◆ Directions
Rewrite the rows from the line containing "Dataset curation — object class: black pants." up to and including the line containing "[280,119,383,276]" as a JSON list of strings, one string per line, with blank lines left out.
· · ·
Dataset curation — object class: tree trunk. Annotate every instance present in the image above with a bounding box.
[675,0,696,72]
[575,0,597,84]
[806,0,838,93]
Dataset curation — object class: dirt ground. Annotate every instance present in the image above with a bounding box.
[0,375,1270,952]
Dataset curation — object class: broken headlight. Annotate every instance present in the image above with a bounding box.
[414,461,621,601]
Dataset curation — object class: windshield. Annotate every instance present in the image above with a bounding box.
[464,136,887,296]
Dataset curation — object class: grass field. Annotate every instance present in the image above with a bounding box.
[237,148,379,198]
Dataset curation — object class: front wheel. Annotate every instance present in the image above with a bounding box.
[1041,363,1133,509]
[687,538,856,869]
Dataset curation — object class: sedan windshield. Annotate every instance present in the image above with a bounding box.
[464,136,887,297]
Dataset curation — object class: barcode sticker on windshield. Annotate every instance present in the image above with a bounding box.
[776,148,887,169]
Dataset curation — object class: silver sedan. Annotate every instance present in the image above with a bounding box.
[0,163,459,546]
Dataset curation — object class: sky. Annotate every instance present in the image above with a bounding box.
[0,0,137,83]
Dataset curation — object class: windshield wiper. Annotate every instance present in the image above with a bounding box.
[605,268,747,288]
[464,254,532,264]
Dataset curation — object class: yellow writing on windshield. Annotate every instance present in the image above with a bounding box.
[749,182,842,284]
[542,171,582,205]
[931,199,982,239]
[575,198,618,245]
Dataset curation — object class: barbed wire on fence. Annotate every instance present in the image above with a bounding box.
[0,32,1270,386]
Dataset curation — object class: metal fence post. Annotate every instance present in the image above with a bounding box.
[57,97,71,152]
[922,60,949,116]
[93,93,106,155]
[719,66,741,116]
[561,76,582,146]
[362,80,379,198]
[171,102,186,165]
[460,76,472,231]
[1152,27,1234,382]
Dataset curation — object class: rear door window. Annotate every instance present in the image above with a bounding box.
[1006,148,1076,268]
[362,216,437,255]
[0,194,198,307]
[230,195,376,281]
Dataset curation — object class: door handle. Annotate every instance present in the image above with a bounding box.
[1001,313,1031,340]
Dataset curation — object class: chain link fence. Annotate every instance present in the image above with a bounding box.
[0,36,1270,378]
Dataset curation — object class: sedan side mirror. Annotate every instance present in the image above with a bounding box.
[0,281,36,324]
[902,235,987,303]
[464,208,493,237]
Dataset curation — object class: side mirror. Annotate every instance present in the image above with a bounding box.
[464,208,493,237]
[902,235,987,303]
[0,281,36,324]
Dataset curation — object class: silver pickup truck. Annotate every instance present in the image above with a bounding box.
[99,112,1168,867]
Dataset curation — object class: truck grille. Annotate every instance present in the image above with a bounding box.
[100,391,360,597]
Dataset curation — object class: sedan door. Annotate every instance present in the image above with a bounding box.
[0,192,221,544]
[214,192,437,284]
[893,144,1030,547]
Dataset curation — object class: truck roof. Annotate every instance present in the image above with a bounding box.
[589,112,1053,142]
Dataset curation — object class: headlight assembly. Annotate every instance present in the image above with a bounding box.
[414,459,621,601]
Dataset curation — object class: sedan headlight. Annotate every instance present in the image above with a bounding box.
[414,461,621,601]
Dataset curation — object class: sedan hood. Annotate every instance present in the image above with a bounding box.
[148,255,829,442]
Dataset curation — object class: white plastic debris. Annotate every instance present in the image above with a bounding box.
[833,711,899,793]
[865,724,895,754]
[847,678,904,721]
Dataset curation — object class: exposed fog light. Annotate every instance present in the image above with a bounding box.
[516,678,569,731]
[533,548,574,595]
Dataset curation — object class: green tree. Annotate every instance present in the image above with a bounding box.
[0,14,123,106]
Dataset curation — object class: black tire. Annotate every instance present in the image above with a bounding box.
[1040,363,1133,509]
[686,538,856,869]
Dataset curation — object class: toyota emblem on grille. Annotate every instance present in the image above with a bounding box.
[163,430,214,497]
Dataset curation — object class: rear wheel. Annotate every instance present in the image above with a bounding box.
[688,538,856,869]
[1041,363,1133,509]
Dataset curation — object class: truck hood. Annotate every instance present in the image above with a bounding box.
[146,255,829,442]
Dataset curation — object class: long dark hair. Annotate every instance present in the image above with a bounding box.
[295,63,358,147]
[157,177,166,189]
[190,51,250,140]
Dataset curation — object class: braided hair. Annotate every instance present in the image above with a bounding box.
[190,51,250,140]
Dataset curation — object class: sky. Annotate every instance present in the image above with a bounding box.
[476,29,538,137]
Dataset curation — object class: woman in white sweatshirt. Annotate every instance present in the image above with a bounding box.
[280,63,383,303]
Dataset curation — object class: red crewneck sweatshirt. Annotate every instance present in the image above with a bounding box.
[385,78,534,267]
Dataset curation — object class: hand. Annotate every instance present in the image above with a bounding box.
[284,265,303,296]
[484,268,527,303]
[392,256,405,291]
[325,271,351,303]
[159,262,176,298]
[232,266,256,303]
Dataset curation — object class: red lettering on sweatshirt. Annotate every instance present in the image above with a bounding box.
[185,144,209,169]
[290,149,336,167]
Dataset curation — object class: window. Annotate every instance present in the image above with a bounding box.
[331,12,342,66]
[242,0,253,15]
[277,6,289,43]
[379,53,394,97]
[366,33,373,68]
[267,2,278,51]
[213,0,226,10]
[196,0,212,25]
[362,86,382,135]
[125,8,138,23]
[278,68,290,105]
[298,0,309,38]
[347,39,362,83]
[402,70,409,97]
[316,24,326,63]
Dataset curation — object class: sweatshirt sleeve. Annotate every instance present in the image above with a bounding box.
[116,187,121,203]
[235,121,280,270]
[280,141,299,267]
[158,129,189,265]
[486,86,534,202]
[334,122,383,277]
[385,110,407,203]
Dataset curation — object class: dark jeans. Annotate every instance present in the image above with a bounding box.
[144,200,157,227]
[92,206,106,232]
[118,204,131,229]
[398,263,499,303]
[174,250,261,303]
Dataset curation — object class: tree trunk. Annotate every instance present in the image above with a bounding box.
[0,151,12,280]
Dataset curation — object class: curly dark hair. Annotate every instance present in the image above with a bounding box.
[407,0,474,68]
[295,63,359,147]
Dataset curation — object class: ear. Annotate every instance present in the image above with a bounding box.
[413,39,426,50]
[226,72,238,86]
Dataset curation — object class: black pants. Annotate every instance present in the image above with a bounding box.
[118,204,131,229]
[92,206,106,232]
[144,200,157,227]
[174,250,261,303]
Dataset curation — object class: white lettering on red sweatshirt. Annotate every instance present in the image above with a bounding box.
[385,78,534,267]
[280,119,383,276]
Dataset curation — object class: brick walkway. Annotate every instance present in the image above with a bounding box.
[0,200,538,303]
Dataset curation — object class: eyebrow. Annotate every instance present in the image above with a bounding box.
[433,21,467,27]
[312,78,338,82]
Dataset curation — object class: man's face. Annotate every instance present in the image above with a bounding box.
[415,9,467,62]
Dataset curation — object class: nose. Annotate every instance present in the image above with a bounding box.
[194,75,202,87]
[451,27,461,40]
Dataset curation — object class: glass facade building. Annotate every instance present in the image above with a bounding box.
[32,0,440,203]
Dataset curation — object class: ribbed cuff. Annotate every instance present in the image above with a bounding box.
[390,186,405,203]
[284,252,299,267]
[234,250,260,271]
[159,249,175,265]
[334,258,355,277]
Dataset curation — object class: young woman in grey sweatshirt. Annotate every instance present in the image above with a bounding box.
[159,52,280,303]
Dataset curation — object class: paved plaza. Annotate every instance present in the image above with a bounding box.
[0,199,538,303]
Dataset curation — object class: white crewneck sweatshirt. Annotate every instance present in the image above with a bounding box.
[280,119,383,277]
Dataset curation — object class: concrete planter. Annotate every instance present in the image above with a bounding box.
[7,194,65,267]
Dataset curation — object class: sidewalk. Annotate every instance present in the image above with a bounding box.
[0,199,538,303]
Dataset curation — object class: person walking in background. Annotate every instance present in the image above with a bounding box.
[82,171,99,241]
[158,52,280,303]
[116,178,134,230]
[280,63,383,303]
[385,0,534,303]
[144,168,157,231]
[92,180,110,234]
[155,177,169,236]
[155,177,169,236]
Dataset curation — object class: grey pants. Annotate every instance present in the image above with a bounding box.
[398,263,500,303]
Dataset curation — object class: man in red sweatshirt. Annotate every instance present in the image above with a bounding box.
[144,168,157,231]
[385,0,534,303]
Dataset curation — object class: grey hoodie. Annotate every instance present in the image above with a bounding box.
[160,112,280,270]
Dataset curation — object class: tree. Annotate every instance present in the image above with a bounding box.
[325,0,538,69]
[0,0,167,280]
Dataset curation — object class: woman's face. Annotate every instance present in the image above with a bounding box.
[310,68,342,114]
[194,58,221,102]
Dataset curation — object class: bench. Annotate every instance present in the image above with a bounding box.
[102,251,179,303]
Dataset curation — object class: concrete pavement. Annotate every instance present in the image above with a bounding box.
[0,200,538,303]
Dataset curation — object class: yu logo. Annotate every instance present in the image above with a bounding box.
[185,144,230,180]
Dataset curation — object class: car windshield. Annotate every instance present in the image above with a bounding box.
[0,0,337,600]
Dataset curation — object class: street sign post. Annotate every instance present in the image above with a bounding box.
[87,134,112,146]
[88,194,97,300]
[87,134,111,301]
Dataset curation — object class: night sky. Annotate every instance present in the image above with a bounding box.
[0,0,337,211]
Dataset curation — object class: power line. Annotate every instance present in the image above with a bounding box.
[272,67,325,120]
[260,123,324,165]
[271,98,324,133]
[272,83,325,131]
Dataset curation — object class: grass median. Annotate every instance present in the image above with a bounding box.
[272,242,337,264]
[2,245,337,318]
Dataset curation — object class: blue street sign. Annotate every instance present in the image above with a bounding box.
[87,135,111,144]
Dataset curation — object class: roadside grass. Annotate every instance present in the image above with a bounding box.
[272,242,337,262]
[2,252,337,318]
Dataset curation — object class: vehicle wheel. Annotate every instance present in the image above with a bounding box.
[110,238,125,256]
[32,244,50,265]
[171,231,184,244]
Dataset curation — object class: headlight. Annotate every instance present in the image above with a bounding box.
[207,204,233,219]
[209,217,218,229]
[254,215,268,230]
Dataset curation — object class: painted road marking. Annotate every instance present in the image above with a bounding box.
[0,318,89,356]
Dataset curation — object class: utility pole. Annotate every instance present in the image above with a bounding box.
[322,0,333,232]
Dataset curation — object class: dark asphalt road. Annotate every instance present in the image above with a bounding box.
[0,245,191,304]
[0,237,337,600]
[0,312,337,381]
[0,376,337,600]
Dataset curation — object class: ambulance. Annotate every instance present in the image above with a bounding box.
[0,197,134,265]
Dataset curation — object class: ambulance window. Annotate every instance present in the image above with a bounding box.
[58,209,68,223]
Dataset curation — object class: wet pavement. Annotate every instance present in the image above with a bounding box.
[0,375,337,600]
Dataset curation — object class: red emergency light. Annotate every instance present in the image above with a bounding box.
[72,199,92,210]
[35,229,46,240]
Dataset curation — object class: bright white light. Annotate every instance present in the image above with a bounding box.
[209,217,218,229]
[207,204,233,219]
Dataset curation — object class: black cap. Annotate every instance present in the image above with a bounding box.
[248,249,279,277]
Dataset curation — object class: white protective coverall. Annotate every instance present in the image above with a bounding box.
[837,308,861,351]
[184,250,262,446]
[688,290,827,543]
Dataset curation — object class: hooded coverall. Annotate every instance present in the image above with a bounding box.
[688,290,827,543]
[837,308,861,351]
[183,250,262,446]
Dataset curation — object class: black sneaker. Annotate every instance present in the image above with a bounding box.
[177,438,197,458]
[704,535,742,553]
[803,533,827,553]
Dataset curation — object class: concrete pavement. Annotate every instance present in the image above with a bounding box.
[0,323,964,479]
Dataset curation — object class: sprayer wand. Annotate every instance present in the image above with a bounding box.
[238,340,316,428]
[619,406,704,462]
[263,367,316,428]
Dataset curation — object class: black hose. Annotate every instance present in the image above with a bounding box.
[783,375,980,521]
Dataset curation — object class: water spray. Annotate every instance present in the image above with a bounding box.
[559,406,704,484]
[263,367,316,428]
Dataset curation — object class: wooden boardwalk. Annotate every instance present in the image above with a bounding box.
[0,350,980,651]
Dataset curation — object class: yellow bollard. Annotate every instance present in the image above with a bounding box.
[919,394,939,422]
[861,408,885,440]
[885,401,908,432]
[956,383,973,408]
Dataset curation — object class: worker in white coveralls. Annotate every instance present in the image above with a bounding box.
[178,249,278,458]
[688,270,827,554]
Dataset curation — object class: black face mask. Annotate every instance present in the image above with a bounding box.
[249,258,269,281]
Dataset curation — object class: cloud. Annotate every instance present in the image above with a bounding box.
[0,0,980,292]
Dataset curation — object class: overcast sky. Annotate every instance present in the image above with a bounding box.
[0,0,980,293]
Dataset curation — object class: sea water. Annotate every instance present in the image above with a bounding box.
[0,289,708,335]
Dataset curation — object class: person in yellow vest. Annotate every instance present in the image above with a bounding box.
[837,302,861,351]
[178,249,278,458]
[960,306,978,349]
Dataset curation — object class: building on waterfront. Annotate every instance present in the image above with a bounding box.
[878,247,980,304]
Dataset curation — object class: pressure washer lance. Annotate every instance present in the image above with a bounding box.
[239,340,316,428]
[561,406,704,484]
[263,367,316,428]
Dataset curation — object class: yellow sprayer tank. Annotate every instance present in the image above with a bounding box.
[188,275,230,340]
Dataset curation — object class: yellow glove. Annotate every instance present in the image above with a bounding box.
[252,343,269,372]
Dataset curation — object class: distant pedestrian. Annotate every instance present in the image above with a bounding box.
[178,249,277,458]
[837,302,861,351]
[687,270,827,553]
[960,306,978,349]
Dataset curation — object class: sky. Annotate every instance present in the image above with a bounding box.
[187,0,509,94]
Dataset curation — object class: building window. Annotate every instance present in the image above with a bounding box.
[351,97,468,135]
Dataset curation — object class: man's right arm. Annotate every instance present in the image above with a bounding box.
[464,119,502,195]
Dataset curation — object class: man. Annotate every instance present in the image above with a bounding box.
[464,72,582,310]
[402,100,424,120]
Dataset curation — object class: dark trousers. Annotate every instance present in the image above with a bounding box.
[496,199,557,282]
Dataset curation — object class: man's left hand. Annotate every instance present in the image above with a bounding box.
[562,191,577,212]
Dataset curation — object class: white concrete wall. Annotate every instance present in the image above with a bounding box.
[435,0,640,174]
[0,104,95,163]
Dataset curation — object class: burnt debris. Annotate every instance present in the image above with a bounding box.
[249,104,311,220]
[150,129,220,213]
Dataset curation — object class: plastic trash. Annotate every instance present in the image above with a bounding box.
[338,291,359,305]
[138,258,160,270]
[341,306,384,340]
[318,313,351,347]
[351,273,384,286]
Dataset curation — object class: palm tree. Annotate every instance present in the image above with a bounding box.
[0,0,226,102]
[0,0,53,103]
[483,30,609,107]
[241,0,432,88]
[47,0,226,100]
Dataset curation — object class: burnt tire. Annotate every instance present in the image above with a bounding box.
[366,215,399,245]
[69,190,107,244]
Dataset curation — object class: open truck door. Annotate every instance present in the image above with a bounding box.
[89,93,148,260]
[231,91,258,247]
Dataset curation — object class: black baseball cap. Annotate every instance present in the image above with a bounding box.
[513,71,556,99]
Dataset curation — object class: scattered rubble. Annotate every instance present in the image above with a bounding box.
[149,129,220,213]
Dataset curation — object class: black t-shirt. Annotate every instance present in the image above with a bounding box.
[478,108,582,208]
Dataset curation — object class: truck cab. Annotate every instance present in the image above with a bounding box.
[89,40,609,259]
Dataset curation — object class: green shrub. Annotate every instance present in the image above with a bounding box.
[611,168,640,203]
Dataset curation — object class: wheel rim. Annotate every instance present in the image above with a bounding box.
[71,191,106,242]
· · ·
◆ Exercise result
[
  "Dataset curation — object class: black pants. Annotate every instance present in the image above with a bounding box.",
  "[118,204,131,229]",
  "[92,206,106,232]",
  "[144,200,157,227]",
  "[174,250,261,303]",
  "Dataset curation — object class: white lettering on red sweatshirt. Annotate every instance present in the image above with a bounding box.",
  "[385,78,534,267]",
  "[280,119,383,276]"
]